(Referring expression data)
- - - - - - -

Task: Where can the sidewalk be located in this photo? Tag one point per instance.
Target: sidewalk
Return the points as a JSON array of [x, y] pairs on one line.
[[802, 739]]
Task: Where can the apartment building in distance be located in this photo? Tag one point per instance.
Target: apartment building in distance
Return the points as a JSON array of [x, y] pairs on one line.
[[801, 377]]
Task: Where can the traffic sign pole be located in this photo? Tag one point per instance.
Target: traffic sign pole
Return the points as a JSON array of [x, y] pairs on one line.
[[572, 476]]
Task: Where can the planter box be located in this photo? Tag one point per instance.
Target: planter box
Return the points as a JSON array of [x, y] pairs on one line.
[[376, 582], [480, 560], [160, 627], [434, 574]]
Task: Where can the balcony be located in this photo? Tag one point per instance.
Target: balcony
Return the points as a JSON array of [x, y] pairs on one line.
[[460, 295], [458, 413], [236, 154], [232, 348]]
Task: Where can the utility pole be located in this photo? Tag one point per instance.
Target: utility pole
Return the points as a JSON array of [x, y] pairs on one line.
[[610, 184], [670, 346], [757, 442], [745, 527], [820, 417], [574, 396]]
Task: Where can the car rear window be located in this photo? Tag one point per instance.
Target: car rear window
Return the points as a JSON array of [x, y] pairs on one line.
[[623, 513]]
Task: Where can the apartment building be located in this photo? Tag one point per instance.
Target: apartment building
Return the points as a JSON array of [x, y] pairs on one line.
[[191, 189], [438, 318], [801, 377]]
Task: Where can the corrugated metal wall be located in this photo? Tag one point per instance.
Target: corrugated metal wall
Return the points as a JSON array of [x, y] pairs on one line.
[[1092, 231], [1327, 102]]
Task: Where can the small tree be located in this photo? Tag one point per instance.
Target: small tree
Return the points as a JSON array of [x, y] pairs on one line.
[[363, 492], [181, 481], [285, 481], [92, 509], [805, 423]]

- - - - - - -

Lines above that include the string "tree" need to be copied.

• [YOUR SOLUTION]:
Task: Where can the small tree be located in this photo? Tag one point per instance.
Target: small tree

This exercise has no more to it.